» **Page text**

------------------------------------------------------------------------

ERRATA

2023-02-09: Rare edge case may cause memory corruption on content nodes when searching an HNSW index together with an index field and using multiple threads per query

Affected version range: 8.78.54 (first release with documented support for the feature triggering the bug) up to 8.116.25 (first release with a complete fix).

Brief

In early November 2022, Vespa-8.78.54 officially added support for multi-threaded evaluation of filters in combination with the nearestNeighbor query operator. This feature caused a subtle behavior change that could trigger a long-present, latent bug in boundary condition handling in low-level bit vector code. This bug allowed for memory corruptions to take place during query evaluation when a particular set of conditions was satisfied. This was fixed in Vespa-8.116.25 on 2023-01-25. It is highly advised to update to a version that is at least as recent as this.

Using multiple threads per query is not enabled by default.

Due to the many conditions required to trigger this bug, the Vespa team has only confirmed observations of this particular bug on one single application.

Details

Vespa supports efficient multi-threaded query evaluation where the internal document space is partitioned across multiple threads and data structures are dynamically chosen based on the underlying matching document data. When evaluating an OR clause where the field was an index and the term was present in more than 3% of the documents, Vespa uses a posting list represented as a bit vector. When this bit vector had no overlap with the partition a particular query thread was responsible for, erroneous boundary-tagging code would potentially set some bits in an 8-byte area that did not belong to the bit vector.

This could happen if the following conditions were met:

You need to have one or more index fields.
You need to query at least one indexed term that is present in more than 3% of the documents.
You need to have an HNSW index that is searched with the nearestNeighbor operator in the same query as searching the index field.
You need to have configured multiple threads per query.
The ratio of new documents—not counting updates—in the memory index to the total number of documents, must be larger than 1 / number of threads per search.

Depending on what these 8 bytes were originally used for, memory corruption could manifest itself in many ways. Most commonly, the observed effect would be random; otherwise unexplainable crashes in indirectly affected code, caused by segmentation faults due to corrupted pointers or assertion failures caused by broken invariants.

If memory was corrupted prior to being written to disk, it's possible that corrupted data has become persistent in the cluster. If you suspect this to be the case, the most robust solution is to re-feed your document set after upgrading to a Vespa version containing the fix.

If corrupted data was written to the transaction log, the content nodes containing a replica of the corrupted document may enter a crash loop since they can never successfully replay the log upon startup. Wiping the index on the affected nodes and re-feeding after upgrading Vespa is the suggested remediation.

2021-01-06: Data loss during data migration

This bug was introduced more than 10 years ago and remained unobserved until very recently. Fixed in Vespa-7.306.16.

The following needs to happen to trigger the bug:

The replica placement for a given data bucket is non-ideal on at least 2 nodes. This can happen during mass node retirement or if several nodes come back up after being down. In this scenario, the system must move all data away from a subset of replicas. This triggers a special internal optimization that tries to handle such moves separately to minimize unnecessary data transfer. These are known internally as "source-only" replicas.

------------------------------------------------------------------------

» **Given entries**

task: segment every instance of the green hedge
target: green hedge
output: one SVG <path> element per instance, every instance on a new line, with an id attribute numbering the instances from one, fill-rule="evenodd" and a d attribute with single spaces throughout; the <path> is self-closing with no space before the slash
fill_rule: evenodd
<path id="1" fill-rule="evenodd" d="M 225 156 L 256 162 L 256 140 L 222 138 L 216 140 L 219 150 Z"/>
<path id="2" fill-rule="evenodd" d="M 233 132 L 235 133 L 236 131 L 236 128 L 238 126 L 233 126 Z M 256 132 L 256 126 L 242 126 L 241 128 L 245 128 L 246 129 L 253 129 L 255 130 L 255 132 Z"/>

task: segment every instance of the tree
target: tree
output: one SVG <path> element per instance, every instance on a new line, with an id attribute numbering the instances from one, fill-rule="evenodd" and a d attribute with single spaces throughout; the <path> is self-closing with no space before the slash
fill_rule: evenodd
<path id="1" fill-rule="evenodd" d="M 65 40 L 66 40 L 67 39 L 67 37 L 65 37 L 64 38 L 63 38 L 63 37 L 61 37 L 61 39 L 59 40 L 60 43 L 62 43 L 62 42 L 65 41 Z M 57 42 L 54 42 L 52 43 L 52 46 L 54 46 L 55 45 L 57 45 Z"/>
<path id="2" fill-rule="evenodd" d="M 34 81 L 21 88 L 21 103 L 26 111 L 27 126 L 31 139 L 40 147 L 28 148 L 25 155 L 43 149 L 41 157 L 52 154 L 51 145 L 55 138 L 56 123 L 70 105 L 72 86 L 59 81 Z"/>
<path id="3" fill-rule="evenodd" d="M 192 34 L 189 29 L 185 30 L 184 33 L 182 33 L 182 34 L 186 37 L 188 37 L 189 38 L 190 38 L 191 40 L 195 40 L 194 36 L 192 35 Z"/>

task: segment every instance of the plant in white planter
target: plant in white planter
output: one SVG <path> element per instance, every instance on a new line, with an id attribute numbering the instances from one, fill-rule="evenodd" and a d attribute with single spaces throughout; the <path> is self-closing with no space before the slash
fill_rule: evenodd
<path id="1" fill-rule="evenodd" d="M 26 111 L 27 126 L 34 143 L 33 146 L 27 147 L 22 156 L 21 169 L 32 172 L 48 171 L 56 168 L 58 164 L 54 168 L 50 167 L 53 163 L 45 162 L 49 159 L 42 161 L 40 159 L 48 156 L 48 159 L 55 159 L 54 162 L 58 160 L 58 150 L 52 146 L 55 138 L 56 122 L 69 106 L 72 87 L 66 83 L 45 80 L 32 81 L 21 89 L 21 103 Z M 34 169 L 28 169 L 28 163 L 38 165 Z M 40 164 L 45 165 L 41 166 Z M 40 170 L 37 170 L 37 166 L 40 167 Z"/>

------------------------------------------------------------------------

» **Exercise**
From the Vespa errata page, list every condition that had to be met for the memory corruption bug dated 2023-02-09 to occur. The records have no role in this.

» **Result of this task**
- One or more index fields.
- A query on at least one indexed term present in more than 3% of the documents.
- An HNSW index searched with the nearestNeighbor operator in the same query that searches the index field.
- Multiple threads per query configured.
- A ratio of new documents (not counting updates) in the memory index to total documents larger than 1 / number of threads per search.